◆ 本文:
『人工知能と経済の未来』を読んで その3
矢浪です。私の方は、AO入試・推薦入試以前に常日頃から、ご自身の関心分野を見つけられる上で、参考になりそうな話題を中心にお届けしております。
今回は、井上智洋著『人工知能と経済の未来』(文春新書)の第3回目ですが、この本から、少し離れ、最近、特に、人間とAIとの優位の逆転が顕著にみられる分野について、具体的に考察しつつ、人工知能について、前回、触れなかった点についても補足してみたいと思います。
さて、このような人間とAIとの優位の逆転が顕著にみられる分野がありますが、それは、いったいどこなのでしょうか?
おそらく、皆様も、この一週間で、あれこれ思いつかれた領域があるかもしれません。
私と答えが一致するかは、わかりませんが、私が、感じている人間とAIとの優位の逆転が顕著にみられる分野は、知的ゲームの世界です。
オセロ、チェス、囲碁、そして、特に、日本では、将棋がこれに当たります。
オセロ、チェスに関しては、前世紀末頃に、また、さらに奥深いとされてきた囲碁についても、昨年、第一人者の方が、人工知能を搭載したシステムに敗れるという報道が相次ぎました。
そして、日本のおける知的ゲームの代表格ともいえる将棋に関しても、2010年に情報処理学会が日本将棋連盟に対して挑戦状を送ったことをきっかけに、これ以降、公式の場での戦いが頻繁にみられるようになりました。
2010年の当時、女流トップ棋士ともいえる清水市代女流王将の敗戦、2012年には、日本将棋連盟の会長であられた故米長邦雄永世棋聖(但し、当時、すでに引退)の敗戦を皮切りに、電王戦での団体戦や個人戦で、若手や中堅を中心とした現役棋士方々とコンピュータの戦いが繰り広げられました。
対戦結果のデータを眺めた限りの全体的な印象としましては、コンピュータに対する人間の現役棋士の側の劣勢が明らかになりました。
ただ、このような状況ではありますが、2つのことが気になります。
一つは、将棋界の第一人者と最強のAI将棋ソフトの実質的な意味での頂点対決が実現していなかったというのが正直なところです。

◆ 作業内容:
**a)** 本文の「おそらく、皆様も、この一週間で、あれこれ思いつかれた領域があるかもしれません。」から「というのが正直なところです。」までを、一字も変えずに書き写してください。
**b)** 本文によると、情報処理学会が日本将棋連盟に挑戦状を送ったのは何年か。
データはこの作業には一切使わない。

◆ データ抜粋:

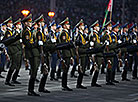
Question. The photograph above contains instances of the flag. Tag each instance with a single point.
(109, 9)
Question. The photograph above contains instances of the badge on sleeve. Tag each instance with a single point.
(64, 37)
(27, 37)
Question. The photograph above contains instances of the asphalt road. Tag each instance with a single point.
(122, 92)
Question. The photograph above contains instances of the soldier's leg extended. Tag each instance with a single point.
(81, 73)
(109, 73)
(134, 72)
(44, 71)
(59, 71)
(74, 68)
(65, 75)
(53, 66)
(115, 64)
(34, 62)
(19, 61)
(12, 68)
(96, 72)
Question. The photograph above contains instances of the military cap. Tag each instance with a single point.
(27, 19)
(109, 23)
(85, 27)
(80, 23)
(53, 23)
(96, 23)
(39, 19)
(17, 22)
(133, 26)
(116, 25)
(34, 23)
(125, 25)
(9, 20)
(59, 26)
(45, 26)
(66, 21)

* * *

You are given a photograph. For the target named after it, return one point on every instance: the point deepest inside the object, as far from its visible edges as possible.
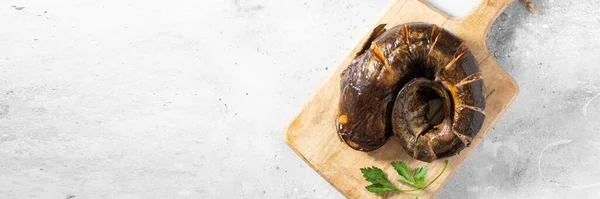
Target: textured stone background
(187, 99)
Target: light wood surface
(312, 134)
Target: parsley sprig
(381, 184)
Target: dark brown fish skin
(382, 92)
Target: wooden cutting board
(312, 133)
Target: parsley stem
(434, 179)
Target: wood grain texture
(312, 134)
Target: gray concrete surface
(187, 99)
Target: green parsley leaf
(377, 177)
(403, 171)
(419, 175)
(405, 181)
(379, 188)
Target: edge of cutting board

◆ 各作業の回答:
**a)**
おそらく、皆様も、この一週間で、あれこれ思いつかれた領域があるかもしれません。
私と答えが一致するかは、わかりませんが、私が、感じている人間とAIとの優位の逆転が顕著にみられる分野は、知的ゲームの世界です。
オセロ、チェス、囲碁、そして、特に、日本では、将棋がこれに当たります。
オセロ、チェスに関しては、前世紀末頃に、また、さらに奥深いとされてきた囲碁についても、昨年、第一人者の方が、人工知能を搭載したシステムに敗れるという報道が相次ぎました。
そして、日本のおける知的ゲームの代表格ともいえる将棋に関しても、2010年に情報処理学会が日本将棋連盟に対して挑戦状を送ったことをきっかけに、これ以降、公式の場での戦いが頻繁にみられるようになりました。
2010年の当時、女流トップ棋士ともいえる清水市代女流王将の敗戦、2012年には、日本将棋連盟の会長であられた故米長邦雄永世棋聖(但し、当時、すでに引退)の敗戦を皮切りに、電王戦での団体戦や個人戦で、若手や中堅を中心とした現役棋士方々とコンピュータの戦いが繰り広げられました。
対戦結果のデータを眺めた限りの全体的な印象としましては、コンピュータに対する人間の現役棋士の側の劣勢が明らかになりました。
ただ、このような状況ではありますが、2つのことが気になります。
一つは、将棋界の第一人者と最強のAI将棋ソフトの実質的な意味での頂点対決が実現していなかったというのが正直なところです。

**b)** 2010年。